== EXCERTO ==
O caso do furto das armas foi divulgado pelo Exército em 29 de junho de 2017 com a indicação de que ocorrera no dia anterior, tendo a alegada recuperação do material de guerra furtado ocorrido na região da Chamusca, Santarém, em outubro de 2017, numa operação que envolveu a PJM, em colaboração com elementos da GNR de Loulé.
Caso EDP: Interrogatório a Manuel Pinho é incerto
Outro dos casos mediáticos que tem “estrelado” a Justiça portuguesa nos últimos meses é o da EDP. Em julho, o juiz Carlos Alexandre apresentou o despacho de acusação e validou as medidas de coação propostas pelo MP a António Mexia, CEO da EDP, a João Manso Neto, CEO da EDP Renováveis, e a João Conceição, administrador da REN.
O despacho ditou que Mexia e Manso Neto ficassem suspensos das funções que exercem atualmente por oito meses. Entre as medidas de coação está ainda a proibição de contactar, por qualquer meio, com arguidos, e o pagamento de cauções. Enquanto para o presidente da EDP e da EDP Renováveis o valor da caução é de um milhão de euros, para João Conceição o valor é de 500 mil euros.
Mas a dúvida recai sobre Manuel Pinho, ex-ministro da Economia e da Inovação. Arguido também no processo, não se sabe se este irá ou não ser interrogado. Até que haja uma decisão do Tribunal Constitucional, o MP não pode ouvir o depoimento de Manuel Pinho.

(Entradas retiradas de uma coleção)
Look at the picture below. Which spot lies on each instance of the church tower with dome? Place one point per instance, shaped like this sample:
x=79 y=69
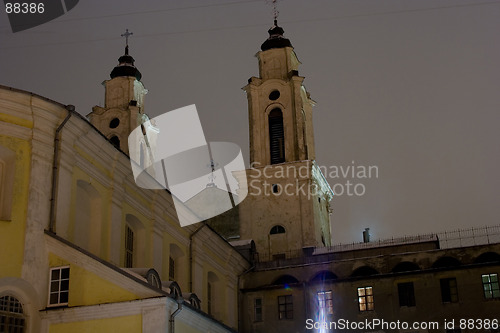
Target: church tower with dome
x=123 y=109
x=287 y=207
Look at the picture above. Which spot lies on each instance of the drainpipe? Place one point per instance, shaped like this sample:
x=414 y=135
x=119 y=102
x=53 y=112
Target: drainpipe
x=191 y=256
x=175 y=313
x=240 y=298
x=306 y=304
x=55 y=169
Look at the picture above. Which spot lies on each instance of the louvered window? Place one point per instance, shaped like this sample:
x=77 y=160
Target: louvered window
x=276 y=136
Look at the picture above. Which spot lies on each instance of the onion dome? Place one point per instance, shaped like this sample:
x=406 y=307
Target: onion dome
x=126 y=67
x=276 y=39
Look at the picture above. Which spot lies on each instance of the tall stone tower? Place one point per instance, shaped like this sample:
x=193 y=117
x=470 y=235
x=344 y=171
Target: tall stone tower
x=123 y=110
x=287 y=207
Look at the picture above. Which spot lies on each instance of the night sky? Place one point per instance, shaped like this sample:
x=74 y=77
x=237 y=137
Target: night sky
x=411 y=87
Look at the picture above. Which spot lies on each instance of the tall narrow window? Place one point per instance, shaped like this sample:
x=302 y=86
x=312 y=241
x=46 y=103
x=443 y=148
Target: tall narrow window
x=258 y=309
x=276 y=136
x=59 y=286
x=171 y=269
x=325 y=301
x=285 y=307
x=129 y=246
x=490 y=286
x=406 y=294
x=115 y=141
x=365 y=298
x=12 y=318
x=449 y=291
x=209 y=298
x=7 y=163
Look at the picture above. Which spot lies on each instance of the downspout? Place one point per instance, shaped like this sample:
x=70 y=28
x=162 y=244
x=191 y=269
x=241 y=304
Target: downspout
x=191 y=256
x=240 y=298
x=306 y=304
x=55 y=168
x=175 y=313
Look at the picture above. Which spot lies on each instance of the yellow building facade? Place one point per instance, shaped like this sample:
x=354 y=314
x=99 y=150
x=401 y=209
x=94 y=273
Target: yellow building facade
x=83 y=249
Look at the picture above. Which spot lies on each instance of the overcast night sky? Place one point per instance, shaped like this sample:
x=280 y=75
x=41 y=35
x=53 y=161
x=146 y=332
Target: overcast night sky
x=411 y=87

== TAREFA ==
Prossiga o texto sobre os casos judiciais mediáticos da Justiça portuguesa, a partir da última frase apresentada.

== RESPOSTA ==
O processo das rendas excessivas da EDP está há cerca de oito anos em investigação no DCIAP e tem sete arguidos: António Mexia, João Manso Neto, o ex-ministro Manuel Pinho, o administrador da REN e antigo consultor de Pinho, João Conceição, Pedro Furtado, responsável de regulação na empresa gestora das redes energéticas, a própria EDP, e Artur Trindade.
Caso BES e Operação Marquês sem data de regresso
O caso BES e Operação Marquês, os dois megaprocessos da história de Justiça portuguesa, estão sem data de regresso aos tribunais.
Apesar de em março ter começado o debate instrutório da Operação Marquês, que investiga factos que tiveram lugar entre 2006 e 2015 e coloca entre os 28 arguidos o ex-primeiro-ministro socialista, José Sócrates, a decisão final ainda não tem data.
Segundo a acusação deste processo ficou indiciado que os arguidos que exerciam funções públicas ou equiparadas, tendo em vista a obtenção de vantagens, agiram em violação dos deveres funcionais. Branqueamento de capitais e corrupção são alguns dos 188 crimes em causa.
Agora cabe ao juiz Ivo Rosa decidir o futuro deste processo que se tem arrastado há vários anos na Justiça. No final do debate instrutório, em julho, o magistrado justificou a sua impossibilidade de proferir uma decisão instrutória em dez dias, segundo estipula a lei, ou num prazo razoável, pelo que não irá marcar para já uma data para a leitura da decisão de quem vai ou não a julgamento.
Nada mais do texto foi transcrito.